◆ AIM OF THE EXERCISE ◆
Leave out the pictures and return every entry exactly as it appears.

:::::

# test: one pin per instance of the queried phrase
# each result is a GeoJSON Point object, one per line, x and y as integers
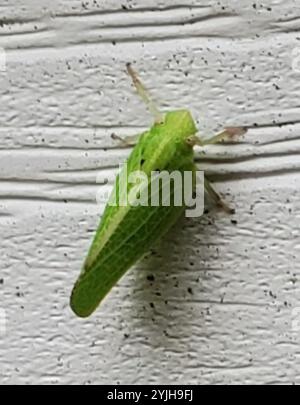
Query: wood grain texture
{"type": "Point", "coordinates": [224, 303]}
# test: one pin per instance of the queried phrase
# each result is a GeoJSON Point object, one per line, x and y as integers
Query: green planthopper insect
{"type": "Point", "coordinates": [127, 231]}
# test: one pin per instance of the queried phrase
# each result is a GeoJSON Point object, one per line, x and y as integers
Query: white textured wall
{"type": "Point", "coordinates": [224, 304]}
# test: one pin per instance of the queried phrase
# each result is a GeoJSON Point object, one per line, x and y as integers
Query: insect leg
{"type": "Point", "coordinates": [216, 197]}
{"type": "Point", "coordinates": [143, 93]}
{"type": "Point", "coordinates": [126, 140]}
{"type": "Point", "coordinates": [228, 134]}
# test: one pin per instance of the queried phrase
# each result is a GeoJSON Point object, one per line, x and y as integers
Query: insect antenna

:::::

◆ EXERCISE RESPONSE ◆
# test: one pin per instance of the queried phrase
# each result is a GeoJSON Point object, one per line, x and y as integers
Query: wood grain texture
{"type": "Point", "coordinates": [224, 303]}
# test: one pin per instance of the queried phrase
# each result is a GeoJSON Point object, one per line, x and y as integers
Query: green planthopper insect
{"type": "Point", "coordinates": [127, 231]}
# test: one pin per instance of the queried phrase
# each result is a GeoJSON Point object, one per line, x and y as integers
Query: white textured wall
{"type": "Point", "coordinates": [224, 304]}
# test: one pin per instance of the queried phrase
# each result is a GeoJSON Point object, one per line, x and y as integers
Query: insect leg
{"type": "Point", "coordinates": [216, 197]}
{"type": "Point", "coordinates": [143, 93]}
{"type": "Point", "coordinates": [126, 140]}
{"type": "Point", "coordinates": [228, 134]}
# test: one pin per instance of the queried phrase
# each result is a GeoJSON Point object, one per line, x and y as integers
Query: insect antenna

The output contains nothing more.